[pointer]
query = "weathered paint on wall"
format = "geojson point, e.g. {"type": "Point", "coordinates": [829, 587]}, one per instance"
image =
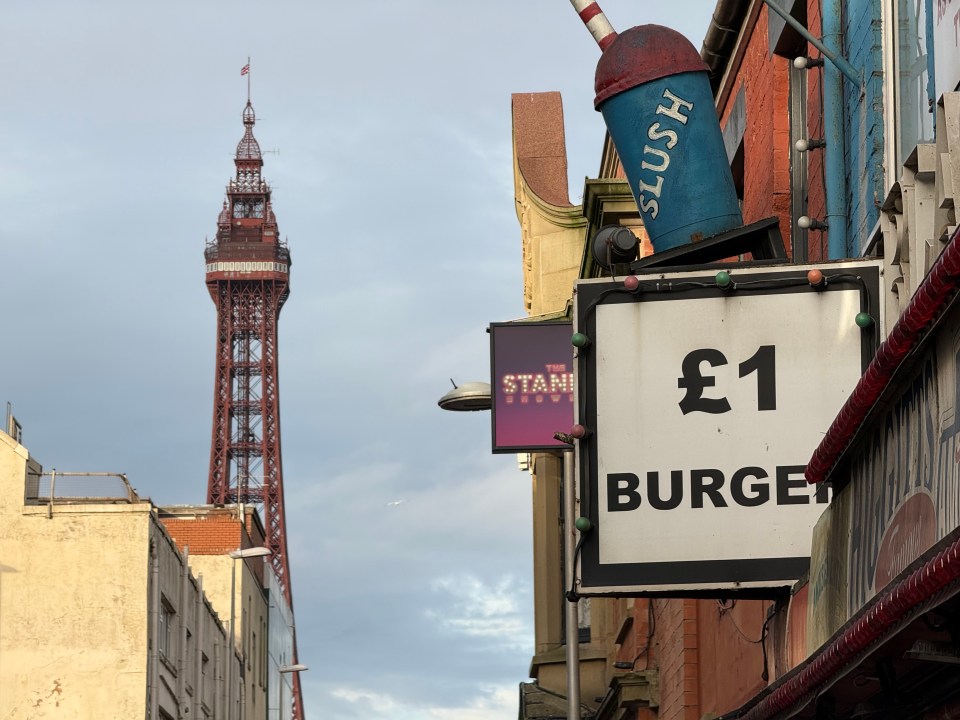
{"type": "Point", "coordinates": [78, 611]}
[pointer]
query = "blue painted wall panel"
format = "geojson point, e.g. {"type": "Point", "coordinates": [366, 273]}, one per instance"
{"type": "Point", "coordinates": [863, 118]}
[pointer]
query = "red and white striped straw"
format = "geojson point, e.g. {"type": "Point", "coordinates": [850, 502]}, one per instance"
{"type": "Point", "coordinates": [596, 22]}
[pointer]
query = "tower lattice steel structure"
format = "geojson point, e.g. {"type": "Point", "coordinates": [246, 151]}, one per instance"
{"type": "Point", "coordinates": [248, 274]}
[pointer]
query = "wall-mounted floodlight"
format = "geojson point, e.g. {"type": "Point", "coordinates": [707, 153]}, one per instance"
{"type": "Point", "coordinates": [805, 144]}
{"type": "Point", "coordinates": [807, 63]}
{"type": "Point", "coordinates": [805, 222]}
{"type": "Point", "coordinates": [469, 396]}
{"type": "Point", "coordinates": [614, 245]}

→ PROBLEM TO SOLVE: Print out every entry above without changing a word, and leave out the pictures.

→ RESPONSE FOR THIS EXERCISE:
[pointer]
query = "weathered paint on wall"
format = "geojson point, e.g. {"type": "Point", "coordinates": [829, 587]}, one per instance"
image =
{"type": "Point", "coordinates": [78, 611]}
[pointer]
query = "blue painted wall panel"
format = "geojson point, e.g. {"type": "Point", "coordinates": [366, 273]}, one per instance"
{"type": "Point", "coordinates": [863, 118]}
[pointer]
query = "red and white striped straw"
format = "geojson point, e.g. {"type": "Point", "coordinates": [850, 502]}, one per instance"
{"type": "Point", "coordinates": [596, 22]}
[pointer]
query = "tower lattice steel structure"
format = "geojson point, e.g. {"type": "Point", "coordinates": [246, 151]}, one per instance"
{"type": "Point", "coordinates": [248, 274]}
[pointer]
query = "wall-mounted floodlight"
format = "geojson point, e.g. {"type": "Point", "coordinates": [707, 153]}, one per instance"
{"type": "Point", "coordinates": [805, 144]}
{"type": "Point", "coordinates": [807, 63]}
{"type": "Point", "coordinates": [805, 222]}
{"type": "Point", "coordinates": [469, 396]}
{"type": "Point", "coordinates": [614, 245]}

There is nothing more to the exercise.